TO DO » Transcribe all of the records word for word, please, omitting the pictures.

RECORDS FOR THIS TASK »

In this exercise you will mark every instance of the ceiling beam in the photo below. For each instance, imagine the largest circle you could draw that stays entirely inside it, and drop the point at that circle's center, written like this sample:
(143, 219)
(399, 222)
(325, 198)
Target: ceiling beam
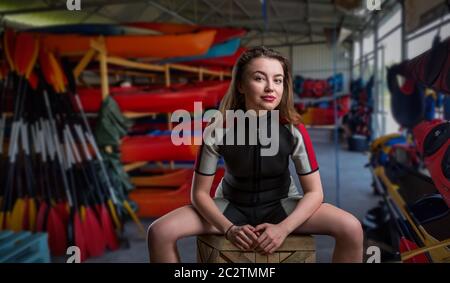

ANSWER TO THE PROBLEM »
In this exercise you will mark every instance of the ceiling beam in the photo below. For each instance, imagine the largest circle you could draw that stays entirely inside it, and drop the point at that circle's center, written like this sample:
(143, 219)
(399, 222)
(325, 198)
Target: ceiling beam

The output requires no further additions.